(Entries from a pointing dataset)
— begin —
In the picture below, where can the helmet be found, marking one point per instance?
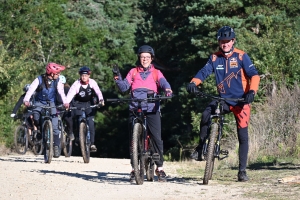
(146, 49)
(26, 87)
(225, 33)
(54, 68)
(62, 79)
(84, 70)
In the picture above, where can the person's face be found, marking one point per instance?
(54, 76)
(226, 45)
(145, 59)
(84, 77)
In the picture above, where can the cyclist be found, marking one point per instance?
(47, 86)
(236, 77)
(82, 91)
(141, 81)
(67, 115)
(29, 120)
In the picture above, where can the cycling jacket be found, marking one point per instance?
(141, 83)
(235, 74)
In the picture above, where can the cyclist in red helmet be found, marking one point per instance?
(236, 77)
(47, 86)
(142, 80)
(82, 91)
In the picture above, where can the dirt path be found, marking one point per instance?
(28, 177)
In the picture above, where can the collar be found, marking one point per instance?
(84, 83)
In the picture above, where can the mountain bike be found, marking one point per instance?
(65, 142)
(84, 132)
(25, 138)
(47, 131)
(211, 147)
(143, 152)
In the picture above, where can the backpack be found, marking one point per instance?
(40, 87)
(154, 74)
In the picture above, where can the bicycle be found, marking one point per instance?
(65, 142)
(143, 152)
(24, 140)
(47, 131)
(21, 135)
(84, 132)
(211, 148)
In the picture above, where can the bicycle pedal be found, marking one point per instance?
(155, 157)
(224, 152)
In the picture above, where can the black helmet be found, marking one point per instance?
(225, 33)
(146, 49)
(84, 70)
(26, 87)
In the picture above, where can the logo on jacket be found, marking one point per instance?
(219, 67)
(233, 62)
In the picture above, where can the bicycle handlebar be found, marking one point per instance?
(220, 98)
(84, 108)
(138, 100)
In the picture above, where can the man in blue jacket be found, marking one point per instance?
(236, 77)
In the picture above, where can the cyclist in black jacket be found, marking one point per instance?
(67, 115)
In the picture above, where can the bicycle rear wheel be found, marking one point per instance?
(210, 158)
(137, 153)
(48, 141)
(84, 142)
(21, 139)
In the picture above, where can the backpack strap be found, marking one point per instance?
(154, 75)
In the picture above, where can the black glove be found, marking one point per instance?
(192, 88)
(116, 70)
(249, 97)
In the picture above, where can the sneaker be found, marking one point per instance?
(132, 176)
(161, 175)
(93, 148)
(56, 152)
(242, 176)
(71, 136)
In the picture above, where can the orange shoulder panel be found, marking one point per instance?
(254, 83)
— end —
### STATED GOAL:
Rescale the entries starting at the line that has "In the picture above, where can the bicycle be" and running through the end of the entries. Give every line again, the wording lines included, with each coordinate multiplied by 2.4 and rounded to a whole number, halves rounded up.

### WORKED ANSWER:
In the picture above, where can the bicycle be found, marking one point per instance?
(156, 341)
(343, 365)
(58, 336)
(113, 314)
(50, 324)
(202, 317)
(506, 355)
In the picture above, where can the bicycle pedal be found, marking one point per instance?
(372, 377)
(538, 365)
In the picture above, where can the black helmet be found, marking one point per instance?
(540, 79)
(350, 118)
(202, 168)
(62, 209)
In the picture above, where can the logo on jacket be found, marking one point per instance?
(526, 161)
(559, 149)
In the picture above, where can the bicycle handlebar be found, marking one point per instance?
(528, 235)
(202, 259)
(331, 240)
In the picture above, where can the man in blue jacket be found, marking one point per instance?
(566, 185)
In the picture above, where can the cyclist in black jacket be found, marking one point per instance?
(161, 276)
In the picture above, where can the bicycle rear wheel be found, marking one point per instance?
(504, 379)
(329, 367)
(115, 338)
(202, 341)
(50, 334)
In the picture above, where can the backpack strap be found, marking one point per instance?
(370, 180)
In the picture above, where can the black glove be found, marking one point per instance?
(461, 211)
(278, 168)
(598, 233)
In the picture above, where can the sneaker be found, marking one point per instance?
(317, 422)
(386, 420)
(223, 355)
(134, 365)
(581, 422)
(170, 326)
In the picture above, where can the orange shoulder panel be found, marking one point per instance?
(610, 199)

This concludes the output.